## start Page

Intersections: Gender and Sexuality in Asia and the Pacific
Issue 22, October 2009
Craig Jeffrey, Patricia Jeffrey, Roger Jeffrey

Degrees Without Freedom?
Education, Masculinities and Unemployment in North India


CA.: Stanford University Press, 2008
ISBN 978-0-8074-5743-0 (pbk), xiv + 240 pp.



reviewed by Assa Doron


     
  1. The promises and pitfalls of education in North India are the subject of this important volume co-written by three leading scholars in the field, Craig Jeffrey, Patricia Jeffrey and Roger Jeffrey. Degrees without Freedom: Education, Masculinities and Unemployment in North India is partly a response to the commonsensical notion that education is itself a value—a social good—a perception most notably advocated by Nobel Laureate, Amartya Sen.
     
  2. For the authors such views regarding the intrinsic value of education must be complimented, and seen in relation to a more 'on the ground' reality, where attitudes towards education appear more contradictory and ambivalent. The volume is therefore a cautionary examination of the transformative capacities of education, specifically, as it is experienced by young educated men. The analysis critically engages with the work of Pierre Bourdieau and Paul Willis illuminating the distinctive practices, meanings and perceptions associated with education and social change in India.
     
  3. More specifically, the volume examines the immediate environment in which young un/underemployed men live, without losing sight of wider historical, economic and political forces shaping contemporary India as well as the ongoing structural inequalities —all of which belie any linear understating of education as leading to progress and social uplift.

## end Page
## start Task input

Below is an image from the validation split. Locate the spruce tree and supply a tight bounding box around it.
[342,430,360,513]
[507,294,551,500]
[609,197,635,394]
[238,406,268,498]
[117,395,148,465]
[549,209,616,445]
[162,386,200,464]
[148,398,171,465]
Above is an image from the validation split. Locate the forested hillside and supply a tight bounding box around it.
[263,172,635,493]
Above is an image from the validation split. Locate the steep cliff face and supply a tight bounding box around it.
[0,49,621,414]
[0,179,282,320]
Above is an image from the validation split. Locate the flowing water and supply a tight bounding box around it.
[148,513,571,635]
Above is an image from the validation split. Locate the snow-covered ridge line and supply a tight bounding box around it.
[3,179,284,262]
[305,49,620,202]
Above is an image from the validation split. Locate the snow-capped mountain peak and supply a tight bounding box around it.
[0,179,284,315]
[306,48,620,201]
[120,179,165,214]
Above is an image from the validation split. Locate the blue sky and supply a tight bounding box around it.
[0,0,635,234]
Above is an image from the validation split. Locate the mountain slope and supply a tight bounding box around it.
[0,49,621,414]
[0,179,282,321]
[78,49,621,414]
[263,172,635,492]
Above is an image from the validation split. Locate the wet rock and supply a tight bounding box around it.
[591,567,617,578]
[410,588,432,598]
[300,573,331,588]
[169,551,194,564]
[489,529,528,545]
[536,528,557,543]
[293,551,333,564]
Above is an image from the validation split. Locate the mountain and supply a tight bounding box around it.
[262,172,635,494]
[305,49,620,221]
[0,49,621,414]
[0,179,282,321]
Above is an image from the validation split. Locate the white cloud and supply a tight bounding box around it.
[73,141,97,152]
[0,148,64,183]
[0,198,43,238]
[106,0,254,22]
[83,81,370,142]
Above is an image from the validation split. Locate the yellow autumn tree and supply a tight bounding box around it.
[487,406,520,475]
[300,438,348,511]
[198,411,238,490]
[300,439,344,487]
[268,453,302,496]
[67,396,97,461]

## end Task input

▶ [Written tasks]:
• 1. From the records, return word for word the part that opens with the line containing "Above is an image from the validation split. Locate the blue" and closes with the line containing "[293,551,333,564]", including both of those lines.
• 2. Continue the review of the book on education, masculinity and unemployment in North India from the point where it stops.

▶ [Answers below]:
• 1.
Above is an image from the validation split. Locate the blue sky and supply a tight bounding box around it.
[0,0,635,234]
Above is an image from the validation split. Locate the mountain slope and supply a tight bounding box around it.
[0,49,621,414]
[0,179,282,321]
[78,49,621,414]
[263,172,635,492]
Above is an image from the validation split. Locate the wet rock and supply a tight bounding box around it.
[591,567,617,578]
[410,588,432,598]
[300,573,331,588]
[169,551,194,564]
[489,529,528,545]
[536,528,557,543]
[293,551,333,564]

• 2.
  4. Set in the western part of India's most populous state, Uttar Pradesh, the authors detail the perceptions and practices amongst educated young men and their responses and strategies to un/underemployment. Through a careful examination of their everyday lives, the authors are able to bring to the fore the multiple factors that influence and shape the prospects of securing a stable 'educated' job, including caste, class, religion and gender, which inform the experiences, fears, struggles and aspirations of these men and their families.
     
  5. Employing an ethnographic approach, the authors compare the life trajectories of three groups of young educated un/underemployed men from different communities: the disenfranchised Chamar men (belonging to the Dalit, ex-untouchable caste), those belonging to the more prosperous land-owning Jat caste and Muslim youth.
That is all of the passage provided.